TASK PROMPT:
Reproduce the data below word for word, omitting the pictures from your answer.

Data on object locations
-*-

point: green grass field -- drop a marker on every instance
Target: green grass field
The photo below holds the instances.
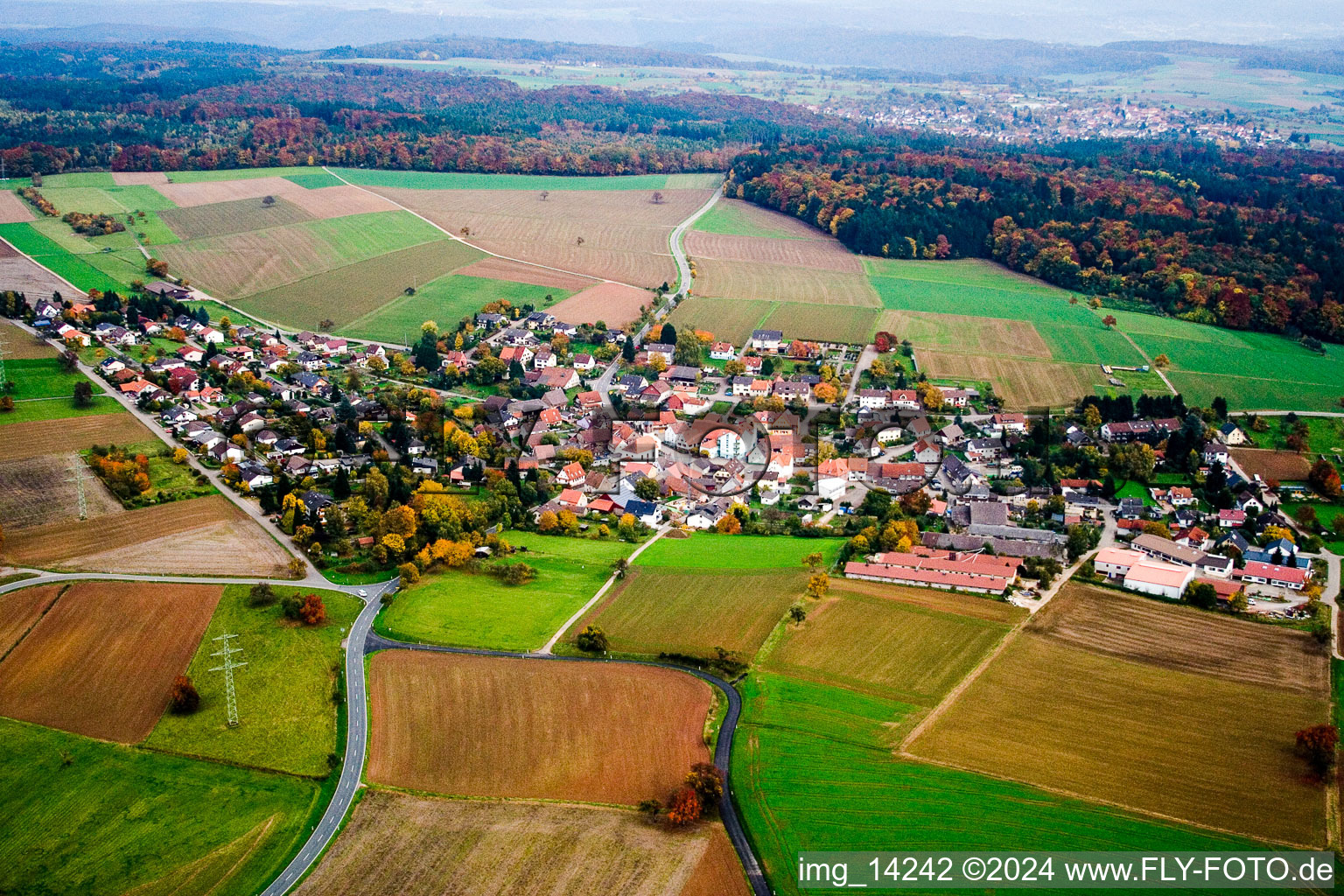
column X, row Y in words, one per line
column 706, row 551
column 445, row 301
column 40, row 378
column 452, row 180
column 60, row 409
column 100, row 820
column 812, row 768
column 735, row 220
column 692, row 612
column 480, row 612
column 284, row 693
column 348, row 293
column 885, row 647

-*-

COMPLETE OUTPUT:
point: green grass field -- drop a marker on every instance
Target: green grass field
The photo below holds the instances.
column X, row Y in words, one per line
column 706, row 551
column 445, row 301
column 40, row 378
column 452, row 180
column 60, row 409
column 100, row 820
column 812, row 768
column 735, row 220
column 692, row 612
column 480, row 612
column 284, row 693
column 348, row 293
column 885, row 647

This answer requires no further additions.